**Supplied material**
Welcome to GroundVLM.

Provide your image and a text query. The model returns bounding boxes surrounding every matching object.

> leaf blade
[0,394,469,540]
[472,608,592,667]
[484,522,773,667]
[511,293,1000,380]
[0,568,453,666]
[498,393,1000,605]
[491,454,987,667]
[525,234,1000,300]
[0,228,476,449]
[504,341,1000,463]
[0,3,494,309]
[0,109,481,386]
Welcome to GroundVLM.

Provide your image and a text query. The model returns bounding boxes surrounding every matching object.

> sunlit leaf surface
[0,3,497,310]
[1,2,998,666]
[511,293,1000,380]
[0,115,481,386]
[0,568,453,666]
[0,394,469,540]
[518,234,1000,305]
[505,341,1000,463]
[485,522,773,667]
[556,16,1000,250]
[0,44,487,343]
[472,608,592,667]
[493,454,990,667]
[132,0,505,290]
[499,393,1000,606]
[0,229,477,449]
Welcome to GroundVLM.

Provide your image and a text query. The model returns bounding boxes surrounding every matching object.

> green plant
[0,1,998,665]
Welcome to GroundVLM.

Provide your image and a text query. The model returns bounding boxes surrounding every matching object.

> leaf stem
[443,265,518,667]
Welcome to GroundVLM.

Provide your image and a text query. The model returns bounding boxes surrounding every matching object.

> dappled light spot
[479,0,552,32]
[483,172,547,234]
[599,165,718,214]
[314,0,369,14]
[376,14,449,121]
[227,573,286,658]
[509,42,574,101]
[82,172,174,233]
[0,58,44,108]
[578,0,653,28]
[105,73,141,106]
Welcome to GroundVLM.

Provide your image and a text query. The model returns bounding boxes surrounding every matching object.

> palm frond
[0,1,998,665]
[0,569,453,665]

**What is expected**
Transcribe each line of the data exactly, skipping none.

**Result for this task**
Welcome to GroundVLM.

Provide your image and a text query. The model returns bounding boxes surrounding every matching object.

> leaf blade
[0,394,469,540]
[472,608,592,667]
[484,522,773,667]
[511,293,1000,380]
[0,568,453,666]
[498,393,1000,605]
[491,454,987,667]
[525,234,1000,300]
[0,228,476,449]
[504,341,1000,463]
[0,3,494,309]
[0,109,481,386]
Welcome to GroundVLM.

Provide your image and a text query. The model returns bounding boxes surrounding every matching object.

> sunlit leaf surface
[0,3,497,310]
[1,2,998,666]
[511,293,1000,380]
[0,115,481,386]
[0,568,453,666]
[0,394,469,540]
[518,234,1000,305]
[505,341,1000,463]
[485,522,773,667]
[556,16,1000,250]
[0,44,487,343]
[472,608,592,667]
[493,454,990,667]
[132,0,505,290]
[499,393,1000,606]
[0,229,477,449]
Welcome to GroundVLM.

Provide your image and a text query. The model returns bounding boxes surrounding every matching object.

> green plant
[0,1,998,665]
Welcome to GroundVLM.

Provide your image and a text query. The model returns bounding boxes surrounding every matching object.

> leaf stem
[443,265,518,667]
Welcome to GroundVLM.

Provide your image and a text query. The model returns bounding boxes surrounding every matching object.

> dappled light spot
[479,0,552,32]
[483,172,547,234]
[599,165,718,214]
[314,0,369,14]
[376,14,449,121]
[227,573,286,658]
[509,42,574,101]
[82,172,174,233]
[0,58,44,108]
[578,0,653,28]
[105,73,141,106]
Welcome to GroundVLM.

Provide your image and a text query. The model returns bounding boxes surrounding every matching object.

> palm frond
[0,1,998,665]
[0,569,453,665]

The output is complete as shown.